I wish other people had done this sort of writing first, so I wouldn’t have to founder in the dark, but the best I can do is take my own advice. Of course, there are TV shows and movies on such subjects, but I think there is a serious unfulfilled need for pure, personal writing.


Tonight is one of those quirky Stanford traditions, Full Moon on the Quad. In this one, a students get together in Stanford’s large courtyard where seniors make out with random freshmen under the full moon (immediately after tonight’s solar eclipse).

One can’t help but wonder how traditions like this get started. I overheard someone saying that the original intent was this would be the freshman’s “first kiss” which now, at least for those willing to go to the courtyard and makeout with random strangers, seems sort of unlikely.

○ ○ ○ ○ ○ ○ ○

TASK SET:
1 > Revise the passage from "I wish other" to "tonight’s solar eclipse)." in the excerpt about Full Moon on the Quad, putting "plaza" in place of "courtyard".
2 > According to the excerpt about Full Moon on the Quad, what event takes place right before tonight's gathering?
The records that follow aren't needed for anything here.

INFORMATION SUPPLIED:
○ ○ ○ ○ ○ ○ ○

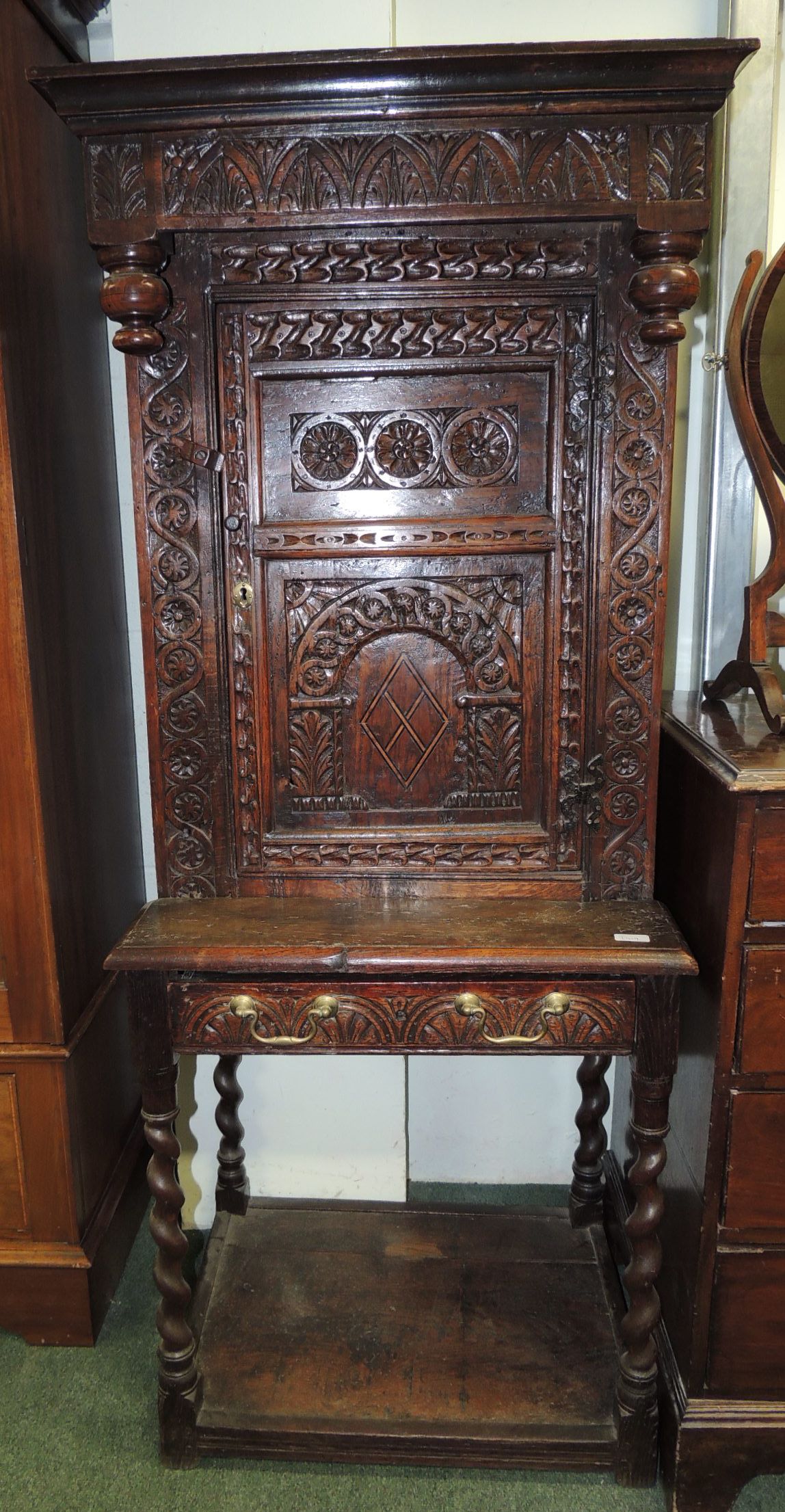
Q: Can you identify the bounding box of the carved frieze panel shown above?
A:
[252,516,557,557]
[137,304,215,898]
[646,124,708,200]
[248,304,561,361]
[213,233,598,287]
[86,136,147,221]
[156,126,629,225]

○ ○ ○ ○ ○ ○ ○

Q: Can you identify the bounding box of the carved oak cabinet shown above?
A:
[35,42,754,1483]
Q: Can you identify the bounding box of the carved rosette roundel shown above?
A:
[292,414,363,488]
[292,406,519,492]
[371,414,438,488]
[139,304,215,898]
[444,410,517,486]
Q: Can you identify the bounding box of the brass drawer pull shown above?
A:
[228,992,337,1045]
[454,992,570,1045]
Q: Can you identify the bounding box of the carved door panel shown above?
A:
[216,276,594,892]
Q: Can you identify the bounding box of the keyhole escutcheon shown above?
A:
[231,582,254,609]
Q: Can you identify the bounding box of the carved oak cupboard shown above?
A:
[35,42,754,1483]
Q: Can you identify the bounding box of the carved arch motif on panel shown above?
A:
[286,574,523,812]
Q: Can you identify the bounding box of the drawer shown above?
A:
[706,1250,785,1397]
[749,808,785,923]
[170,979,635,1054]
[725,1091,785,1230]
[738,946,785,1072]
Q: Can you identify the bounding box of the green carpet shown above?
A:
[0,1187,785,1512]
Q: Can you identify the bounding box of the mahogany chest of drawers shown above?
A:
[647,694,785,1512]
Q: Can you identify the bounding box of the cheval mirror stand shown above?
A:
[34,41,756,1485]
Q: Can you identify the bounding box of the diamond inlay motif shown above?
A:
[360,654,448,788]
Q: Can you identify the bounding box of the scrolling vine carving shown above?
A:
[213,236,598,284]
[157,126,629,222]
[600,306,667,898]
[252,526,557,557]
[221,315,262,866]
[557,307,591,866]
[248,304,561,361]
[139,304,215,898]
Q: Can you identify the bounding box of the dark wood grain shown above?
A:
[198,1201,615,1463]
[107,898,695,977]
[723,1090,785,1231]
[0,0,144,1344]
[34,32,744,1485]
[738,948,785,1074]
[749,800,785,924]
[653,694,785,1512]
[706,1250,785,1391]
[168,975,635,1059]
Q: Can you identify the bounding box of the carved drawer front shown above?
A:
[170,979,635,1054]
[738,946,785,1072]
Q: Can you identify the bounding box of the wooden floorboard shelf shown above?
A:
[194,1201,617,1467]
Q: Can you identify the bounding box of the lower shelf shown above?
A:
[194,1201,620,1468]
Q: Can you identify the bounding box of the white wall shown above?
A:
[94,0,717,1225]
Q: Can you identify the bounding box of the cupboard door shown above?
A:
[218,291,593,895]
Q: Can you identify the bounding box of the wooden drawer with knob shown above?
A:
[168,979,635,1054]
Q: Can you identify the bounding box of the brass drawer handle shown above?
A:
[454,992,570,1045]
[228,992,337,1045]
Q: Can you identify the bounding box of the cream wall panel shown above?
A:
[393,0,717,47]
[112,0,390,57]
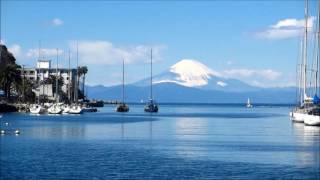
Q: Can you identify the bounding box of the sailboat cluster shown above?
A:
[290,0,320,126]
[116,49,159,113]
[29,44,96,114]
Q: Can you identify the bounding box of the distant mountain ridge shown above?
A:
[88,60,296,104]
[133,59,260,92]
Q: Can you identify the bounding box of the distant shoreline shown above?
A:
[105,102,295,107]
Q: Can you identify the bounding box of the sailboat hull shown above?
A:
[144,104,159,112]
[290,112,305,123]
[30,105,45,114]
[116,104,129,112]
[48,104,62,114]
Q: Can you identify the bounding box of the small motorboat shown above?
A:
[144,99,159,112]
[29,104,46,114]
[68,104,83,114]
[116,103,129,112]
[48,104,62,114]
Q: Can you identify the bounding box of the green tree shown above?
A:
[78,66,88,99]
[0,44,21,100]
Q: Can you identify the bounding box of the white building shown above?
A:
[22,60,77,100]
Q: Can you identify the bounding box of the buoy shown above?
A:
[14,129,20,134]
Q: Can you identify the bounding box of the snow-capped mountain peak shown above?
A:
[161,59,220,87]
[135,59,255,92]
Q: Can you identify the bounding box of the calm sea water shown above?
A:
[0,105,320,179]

○ ○ ○ ○ ○ ○ ○

EXERCISE SOLUTIONS:
1 >
I wish other people had done this sort of writing first, so I wouldn’t have to founder in the dark, but the best I can do is take my own advice. Of course, there are TV shows and movies on such subjects, but I think there is a serious unfulfilled need for pure, personal writing.


Tonight is one of those quirky Stanford traditions, Full Moon on the Quad. In this one, a students get together in Stanford’s large plaza where seniors make out with random freshmen under the full moon (immediately after tonight’s solar eclipse).

2 > Tonight's solar eclipse.